TASK PROMPT:
Only the lines starting at the one that contains "Locate any visible marker in the photo." and running to the end should be repeated, exactly as written.

***** RECORDS PROVIDED *****

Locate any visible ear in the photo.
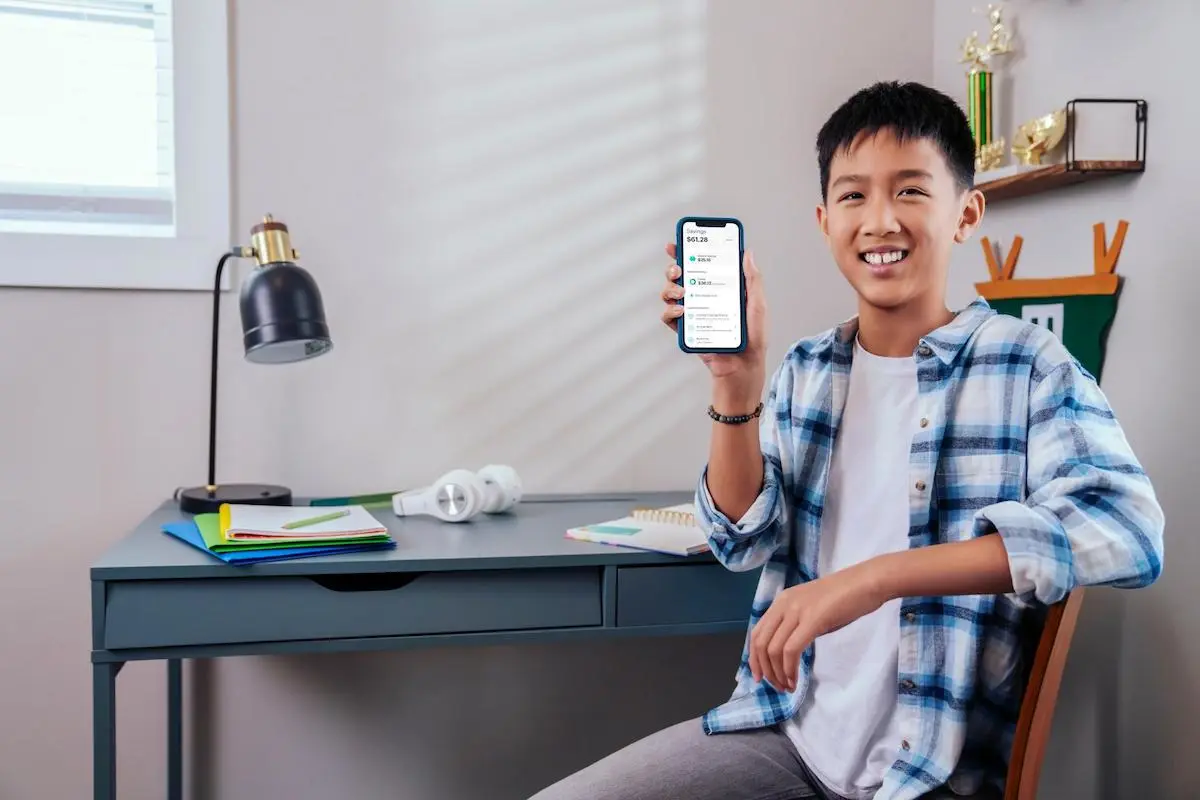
[817,203,829,241]
[954,188,986,245]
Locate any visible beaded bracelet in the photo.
[708,403,762,425]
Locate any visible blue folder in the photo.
[162,519,396,564]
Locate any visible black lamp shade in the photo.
[241,261,334,363]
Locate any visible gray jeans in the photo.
[530,720,974,800]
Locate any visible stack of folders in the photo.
[163,504,396,564]
[566,503,708,555]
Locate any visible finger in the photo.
[750,608,779,681]
[784,625,812,692]
[750,608,780,684]
[767,619,797,690]
[742,249,762,294]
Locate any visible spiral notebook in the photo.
[566,503,708,555]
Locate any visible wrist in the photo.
[712,374,763,415]
[858,553,900,606]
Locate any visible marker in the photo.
[283,509,350,530]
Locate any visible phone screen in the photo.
[682,219,742,349]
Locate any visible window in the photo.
[0,0,230,289]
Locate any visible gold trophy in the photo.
[1013,108,1067,167]
[959,4,1013,172]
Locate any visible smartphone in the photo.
[676,217,746,353]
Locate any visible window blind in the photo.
[0,0,175,235]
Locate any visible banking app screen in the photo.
[683,222,742,348]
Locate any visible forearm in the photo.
[707,375,763,522]
[863,534,1013,602]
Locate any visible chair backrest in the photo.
[1004,589,1084,800]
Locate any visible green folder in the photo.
[194,512,391,553]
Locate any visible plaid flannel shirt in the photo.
[696,297,1164,800]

*****

FINISHED EXERCISE:
Locate any visible marker in the photo.
[283,509,350,530]
Locate any visible phone screen in the photo.
[682,219,742,349]
Locate any visible window in the photo.
[0,0,230,289]
Locate any visible gold trophy in the photo.
[1013,108,1067,167]
[959,4,1013,172]
Locate any visible smartphone in the photo.
[676,217,746,353]
Locate any visible window blind in the photo.
[0,0,175,235]
Locate any visible banking app screen in the photo.
[683,222,742,348]
Locate any visible forearm in the photo.
[707,375,763,522]
[863,534,1013,602]
Locate any visible chair backrest in the photo.
[1004,589,1084,800]
Locate any visible green folder in the photo.
[194,512,391,553]
Locate any visible plaid flannel shirt in the photo.
[696,297,1164,800]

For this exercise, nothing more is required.